■ REQUIREMENTS:
In the forum thread about African soft furred rats, condense the paragraph that begins "well on my hunt looking for breeded rats" into a short bulleted list of its main facts.

■ GIVEN PASSAGE:
**********

# african soft furred rats...



## ratlover4everrr (Jan 31, 2008)

well on my hunt looking for breeded rats here in minnesota i have come across a litter of african soft furred rats. the people who have them say they are like jumbo mice or mini rats. i saw pictures and they look really cute =] i am really considering getting them instead of petstore rats because the petstore ones are always sick =/ but before i think about getting them i wanted to know, have any of you ever had these rats or heard about them? i am really curious.

here is the link to the see them and the ones i am interested in:
http://minneapolis.craigslist.org/pet/727867390.html


----------



## Indigo_Paradox (Jul 10, 2008)

Are those the same as Natal rats?

-Rozaylia


----------



## Stace87 (Jun 24, 2008)

Here's someone who may also be getting some  

http://www.ratforum.com/Forums/viewtopic/t=10816.html


----------



## Indigo_Paradox (Jul 10, 2008)

okay so it is the same kind of thing. I had seen that other thread and was wondering. Now I'm intrigued...

They are so cute! I might try to find some for myself. I wonder if they have the same sweet personalities the Norway Rats do...

-Rozaylia


----------



## Stace87 (Jun 24, 2008)

Forensic said many aren't as tame as Norway rats and may never become tame. They do look very cute and fluffy though!


----------



## ratlover4everrr (Jan 31, 2008)

some research i just did say that they are social as long as you handle them a lot and give them lots of attention.


----------



## Indigo_Paradox (Jul 10, 2008)

Good to know...

-Rozaylia


----------



## ratlover4everrr (Jan 31, 2008)

so i believe they are exactly like regular rats just a lil different looking.


----------



## Randi (May 25, 2008)

I would be cautious about these little guys, only because many of them, no matter how much you work with them, NEVER become tame. You'd have to be prepared for the possibility that they will be aggressive, and stay aggressive.


----------



## ratlover4everrr (Jan 31, 2008)

thanks. i will keep that in mind. but the litter that i was looking at the person who is giving them away says they are all very friendly and nice so i dont know.


----------



## Randi (May 25, 2008)

I guess she got lucky! Anyway, best of luck with whatever you decide to do.

**********

■ ENTRIES PROVIDED:

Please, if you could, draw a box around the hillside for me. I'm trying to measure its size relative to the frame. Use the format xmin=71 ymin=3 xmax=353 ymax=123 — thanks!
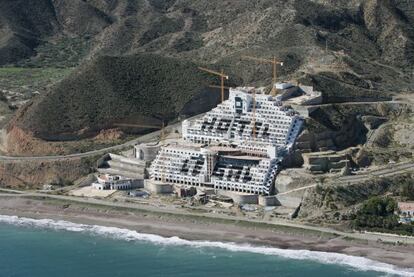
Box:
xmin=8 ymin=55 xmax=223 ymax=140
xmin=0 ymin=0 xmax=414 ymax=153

**********

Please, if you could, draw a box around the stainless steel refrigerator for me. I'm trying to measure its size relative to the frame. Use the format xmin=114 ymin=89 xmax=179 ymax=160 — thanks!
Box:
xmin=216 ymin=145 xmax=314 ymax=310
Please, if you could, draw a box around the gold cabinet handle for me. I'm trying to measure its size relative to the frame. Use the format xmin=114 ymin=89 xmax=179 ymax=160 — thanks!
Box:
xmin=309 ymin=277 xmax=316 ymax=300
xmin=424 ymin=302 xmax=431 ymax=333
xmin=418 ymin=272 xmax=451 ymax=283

**********

■ REPLY TO THE EXERCISE:
- While searching Minnesota for bred rats, the poster found a litter of African soft furred rats.
- The current owners say they are like jumbo mice or mini rats, and they look cute in pictures.
- The poster is seriously considering them over pet store rats, which are always sick.
- First, the poster asks whether anyone has owned these rats or heard about them.